* **Reading text**
________________

From eb2a63690a5f26f7dad92eabc215423792c841f3 Mon Sep 17 00:00:00 2001
From: Niels Thykier <niels@thykier.net>
Date: Fri, 17 May 2024 08:21:10 +0000
Subject: [PATCH] Replace `data: str` with `candidates: Sequence[str]`

When the spelling dictionaries are loaded, previously the correction
line was just stored in memory as a simple text. Through out the code,
callers would then have to deal with the `data` attribute, correctly
`split()` + `strip()` it. With this change, the dictionary parsing
code now encapsulates this problem.

The auto-correction works from the assumption that there is only one
candidate. This assumption is invariant and seem to be properly
maintained in the code. Therefore, we can just pick the first
candidate word when doing a correction.

In the code, the following name changes are performed:

 * `Misspelling.data` -> `Misspelling.candidates`
 * `fixword` -> `candidates` when used for multiple candidates
   (`fixword` remains for when it is a correction)

On performance:

Performance-wise, this change moves computation from "checking" time
to "startup" time.  The performance cost does not appear to be
noticeable in my baseline (#3419). Though, keep the corpus weakness on
the ratio of cased vs. non-cased corrections with multiple candidates
in mind.

The all lowercase typo is now slightly more expensive (it was passed
throughout `fix_case` and fed directly into the `print` in the
original code. In the new code, it will always need a `join`).  There
are still an overweight of lower-case only corrections in general, so
the unconditional `.join` alone is not sufficient to affect the
performance noticeably.
---
 codespell_lib/_codespell.py   | 31 ++++++++++++++++---------------
 codespell_lib/_text_util.py   | 10 ++++++----
 codespell_lib/spellchecker.py | 12 ++++++++----
 3 files changed, 30 insertions(+), 23 deletions(-)

diff --git a/codespell_lib/_codespell.py b/codespell_lib/_codespell.py
index c36a83567d5..48d6d6fd6f6 100644
--- a/codespell_lib/_codespell.py
+++ b/codespell_lib/_codespell.py
@@ -715,10 +715,10 @@ def ask_for_word_fix(
     misspelling: Misspelling,
     interactivity: int,
     colors: TermColors,
-) -> Tuple[bool, str]:
+) -> Tuple[bool, Sequence[str]]:
     wrongword = match.group()

________________

* **Instructions to follow**
Return the stretch of the patch from "From eb2a63690a5f26f7dad92eabc215423792c841f3 Mon" through "encapsulates this problem.". The rows that follow have no connection to the patch above.

________________

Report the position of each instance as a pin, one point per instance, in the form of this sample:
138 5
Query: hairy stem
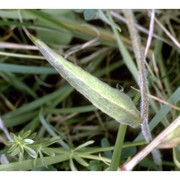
140 59
118 147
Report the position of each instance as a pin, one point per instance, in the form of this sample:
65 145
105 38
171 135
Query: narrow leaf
109 100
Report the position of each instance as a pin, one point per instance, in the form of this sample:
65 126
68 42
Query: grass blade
112 102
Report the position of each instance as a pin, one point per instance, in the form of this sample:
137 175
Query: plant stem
140 59
118 148
158 140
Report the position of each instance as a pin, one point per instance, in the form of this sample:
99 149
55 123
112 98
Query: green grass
33 96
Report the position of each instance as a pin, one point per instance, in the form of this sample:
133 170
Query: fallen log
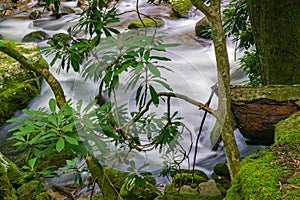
257 109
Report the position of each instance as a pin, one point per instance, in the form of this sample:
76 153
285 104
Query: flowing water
194 72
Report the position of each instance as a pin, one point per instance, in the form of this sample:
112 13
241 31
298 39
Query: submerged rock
17 86
202 28
181 8
36 36
154 22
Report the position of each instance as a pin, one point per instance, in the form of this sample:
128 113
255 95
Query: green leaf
31 162
147 55
153 69
164 84
70 139
154 95
68 128
60 145
160 58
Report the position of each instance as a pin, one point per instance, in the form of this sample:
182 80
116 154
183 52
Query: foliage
238 26
71 50
237 23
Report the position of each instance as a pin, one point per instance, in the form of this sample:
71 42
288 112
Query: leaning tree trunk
95 168
213 14
276 32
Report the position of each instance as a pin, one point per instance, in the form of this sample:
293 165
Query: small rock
189 189
181 8
155 22
34 14
202 28
36 36
209 188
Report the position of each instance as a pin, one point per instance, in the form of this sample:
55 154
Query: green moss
257 179
155 22
181 7
288 131
17 86
188 196
6 189
31 190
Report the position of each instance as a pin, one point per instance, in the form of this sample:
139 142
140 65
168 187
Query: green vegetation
17 86
79 130
272 173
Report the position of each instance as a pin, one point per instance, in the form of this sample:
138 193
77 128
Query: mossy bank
17 86
273 172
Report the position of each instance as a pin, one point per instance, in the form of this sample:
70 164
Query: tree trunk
258 109
276 32
213 14
39 69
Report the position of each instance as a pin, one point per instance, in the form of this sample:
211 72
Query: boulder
209 188
17 86
154 22
36 36
10 177
272 172
257 109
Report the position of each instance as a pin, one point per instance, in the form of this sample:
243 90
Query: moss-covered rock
36 36
202 28
188 186
181 7
118 179
17 86
154 22
272 173
288 131
33 190
10 177
222 177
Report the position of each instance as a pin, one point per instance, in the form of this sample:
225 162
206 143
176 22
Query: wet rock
272 172
181 8
8 173
35 14
66 10
29 191
209 188
202 28
17 86
154 22
36 36
222 177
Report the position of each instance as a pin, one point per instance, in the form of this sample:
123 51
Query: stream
194 72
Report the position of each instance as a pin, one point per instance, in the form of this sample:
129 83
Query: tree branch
199 4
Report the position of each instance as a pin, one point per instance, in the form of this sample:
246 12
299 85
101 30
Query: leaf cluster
237 23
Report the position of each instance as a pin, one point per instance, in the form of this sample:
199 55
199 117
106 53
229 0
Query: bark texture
276 32
258 109
224 122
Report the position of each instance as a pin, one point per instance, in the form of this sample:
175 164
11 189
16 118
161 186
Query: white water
194 72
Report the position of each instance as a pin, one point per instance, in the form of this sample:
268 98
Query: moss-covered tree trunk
95 168
213 13
276 31
38 68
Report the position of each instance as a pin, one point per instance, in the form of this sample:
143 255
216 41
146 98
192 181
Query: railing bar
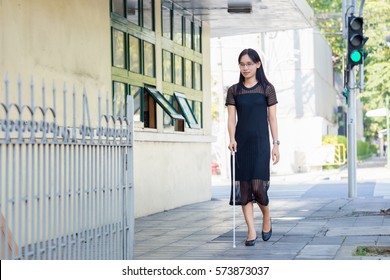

________________

* **Written solution**
From eb2a63690a5f26f7dad92eabc215423792c841f3 Mon Sep 17 00:00:00 2001
From: Niels Thykier <niels@thykier.net>
Date: Fri, 17 May 2024 08:21:10 +0000
Subject: [PATCH] Replace `data: str` with `candidates: Sequence[str]`

When the spelling dictionaries are loaded, previously the correction
line was just stored in memory as a simple text. Through out the code,
callers would then have to deal with the `data` attribute, correctly
`split()` + `strip()` it. With this change, the dictionary parsing
code now encapsulates this problem.